_ЗАДАНИЕ 1_: Определите, соответствует ли каждое из утверждений (а), (б), (в) тексту об уголовных делах Бульбова и Гайдукова. На каждое ответьте «да» или «нет» и подкрепите ответ точной цитатой из текста. (а) Арест Александра Бульбова был санкционирован судом 5 октября. (б) С помеченными купюрами был задержан Юрий Гайдуков. (в) Юрия Гайдукова выпустили под залог в ноябре 2009 года.
_ЗАДАНИЕ 2_: Допишите текст об уголовных делах Бульбова и Гайдукова, начав сразу после его последнего предложения.

Что инкриминировалось: незаконное прослушивание телефонов граждан и организаций, дача и получение взяток, злоупотребление должностными полномочиями, разглашение гостайны.

Схема развития дела:

Уголовное дело возбуждено осенью 2007 года, 5 октября суд санкционировал арест Александра Бульбова. В сентябре 2008 года из обвинения по этому делу исчез Михаил Яныкин, который, согласно фабуле обвинителей, организовывал по заданию Бульбова «прослушки». Количество людей, которых якобы прослушивали по «заказу» Бульбова, сократилось с 52 до 10. После 25 месяцев предварительного заключения в СИЗО «Лефортово» Бульбов освобожден под подписку о невыезде.

Роль «прослушки»: Бульбов в 2006-2007 годах, работая в ФСКН, вел оперативное сопровождение громкого дела о контрабанде мебели через магазины «Три кита». По делу «прослушивались» многие высокопоставленные чиновники, соответственно, эти аудиофайлы и могут стать доказательствами в деле.

"Дело Гайдукова"

Основные фигуранты: бывший офицер управления бронетанковых войск Минобороны РФ, прикомандированный к аппарату Счетной палаты РФ, полковник Юрий Гайдуков, экс-директор правового департамента Счетной палаты РФ Зарина Фарниева, руководитель федерального консультационного бюро «Лорд Энтерпрайзиз» Николай Серых, предприниматель Алан Гогичев

Что инкриминировалось: получение крупной взятки и мошенничество

Схема развития дела:

Три года назад Юрий Гайдуков руководил проверкой расходования бюджетных средств ОАО НПО «Энергомаш», и в сентябре 2007 года был задержан и помещен в СИЗО «Лефортово». Между тем, инкриминируемую взятку непосредственно не получал — с помеченными спецсоставом купюрами был задержан Николай Серых. В ноябре 2009 года Юрия Гайдукова выпустили под залог. Еще ранее по тем же основаниям были отпущены остальные фигуранты дела.

Роль «прослушки»: Оперативное сопровождение уголовного дела в отношении Юрия Гайдукова проводило Управление «К» ФСБ. По словам задействованных в деле специалистов, доказательная база по нему строится в основном на аудиозаписях переговоров во время встреч и по телефону.

_ФРАГМЕНТ НАБОРА ДАННЫХ_:
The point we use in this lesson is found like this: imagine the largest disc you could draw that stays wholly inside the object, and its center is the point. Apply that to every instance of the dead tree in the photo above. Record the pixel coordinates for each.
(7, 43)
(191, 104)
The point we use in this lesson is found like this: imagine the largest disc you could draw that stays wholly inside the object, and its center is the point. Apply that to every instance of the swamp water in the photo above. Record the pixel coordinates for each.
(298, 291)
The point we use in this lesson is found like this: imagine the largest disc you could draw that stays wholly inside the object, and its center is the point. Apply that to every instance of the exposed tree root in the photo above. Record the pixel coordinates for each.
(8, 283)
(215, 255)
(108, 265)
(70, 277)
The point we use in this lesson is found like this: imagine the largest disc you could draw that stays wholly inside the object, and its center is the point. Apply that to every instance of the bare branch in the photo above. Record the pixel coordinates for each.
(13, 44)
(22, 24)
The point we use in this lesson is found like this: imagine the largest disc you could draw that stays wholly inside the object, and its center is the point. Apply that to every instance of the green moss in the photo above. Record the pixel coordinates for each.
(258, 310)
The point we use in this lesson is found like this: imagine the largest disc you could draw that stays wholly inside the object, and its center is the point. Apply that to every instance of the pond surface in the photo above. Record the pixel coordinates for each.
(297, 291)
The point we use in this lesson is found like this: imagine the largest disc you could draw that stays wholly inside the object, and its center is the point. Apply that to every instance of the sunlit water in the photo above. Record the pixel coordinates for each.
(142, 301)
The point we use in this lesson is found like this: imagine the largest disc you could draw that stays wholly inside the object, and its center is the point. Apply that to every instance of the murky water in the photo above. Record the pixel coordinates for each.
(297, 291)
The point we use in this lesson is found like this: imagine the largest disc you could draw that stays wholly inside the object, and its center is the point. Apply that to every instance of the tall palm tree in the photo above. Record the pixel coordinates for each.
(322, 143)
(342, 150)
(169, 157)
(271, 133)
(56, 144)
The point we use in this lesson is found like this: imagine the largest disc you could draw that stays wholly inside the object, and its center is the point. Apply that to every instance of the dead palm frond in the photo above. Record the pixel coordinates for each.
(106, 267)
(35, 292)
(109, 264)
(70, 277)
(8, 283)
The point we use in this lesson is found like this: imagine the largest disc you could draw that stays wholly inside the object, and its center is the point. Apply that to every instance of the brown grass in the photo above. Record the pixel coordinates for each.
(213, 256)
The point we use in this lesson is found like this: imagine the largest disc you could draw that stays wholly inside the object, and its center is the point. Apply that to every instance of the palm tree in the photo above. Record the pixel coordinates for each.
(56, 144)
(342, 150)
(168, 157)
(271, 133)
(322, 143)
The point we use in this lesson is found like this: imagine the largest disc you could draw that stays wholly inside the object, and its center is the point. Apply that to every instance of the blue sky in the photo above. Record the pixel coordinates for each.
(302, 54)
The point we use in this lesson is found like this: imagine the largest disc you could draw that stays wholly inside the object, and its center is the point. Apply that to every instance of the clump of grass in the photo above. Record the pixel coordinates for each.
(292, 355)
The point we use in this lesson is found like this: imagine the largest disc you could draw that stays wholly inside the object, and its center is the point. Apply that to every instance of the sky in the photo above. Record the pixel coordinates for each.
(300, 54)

_ИТОГОВЫЙ ОТВЕТ 1_:
(а) Да: «5 октября суд санкционировал арест Александра Бульбова».
(б) Нет: «с помеченными спецсоставом купюрами был задержан Николай Серых».
(в) Да: «В ноябре 2009 года Юрия Гайдукова выпустили под залог».

_ИТОГОВЫЙ ОТВЕТ 2_:
"Дело Сторчака"

Основные фигуранты: заместитель министра финансов РФ Сергей Сторчак, председатель совета директоров «Межрегионального инвестиционного банка» Вадим Волков, руководитель компании «Содэксим» Виктор Захаров, президент ЗАО «ВО Внешторгбизнес» Игорь Кругляков

Что инкриминировалось: хищение, мошенничество, злоупотребление должностными полномочиями

Схема развития дела:
16 ноября 2007 года Сергей Сторчак был арестован по подозрению в намерении похитить государственные средства и помещен в СИЗО «Лефортово».
21 октября 2008 года Сергей Сторчак отпущен под подписку о невыезде. В апреле 2009 года ему предъявлено обвинение в окончательной редакции. В настоящий момент следствие по делу продлено до 13 августа.

Роль «прослушки»: Соответствующее управление ФСБ поставило Сергея Сторчака и всю его семью на прослушивание за несколько месяцев до ареста. На сегодняшний день обществу пока не сообщалось об иных значимых доказательствах по делу.

"Дело Ходорковского-Лебедева"

Основные фигуранты: экс-глава компании «ЮКОС» Михаил Ходорковский, бывший председатель совета директоров МФО Менатеп Платон Лебедев, сотрудники различных структур и подразделений, входивших в группу «ЮКОС»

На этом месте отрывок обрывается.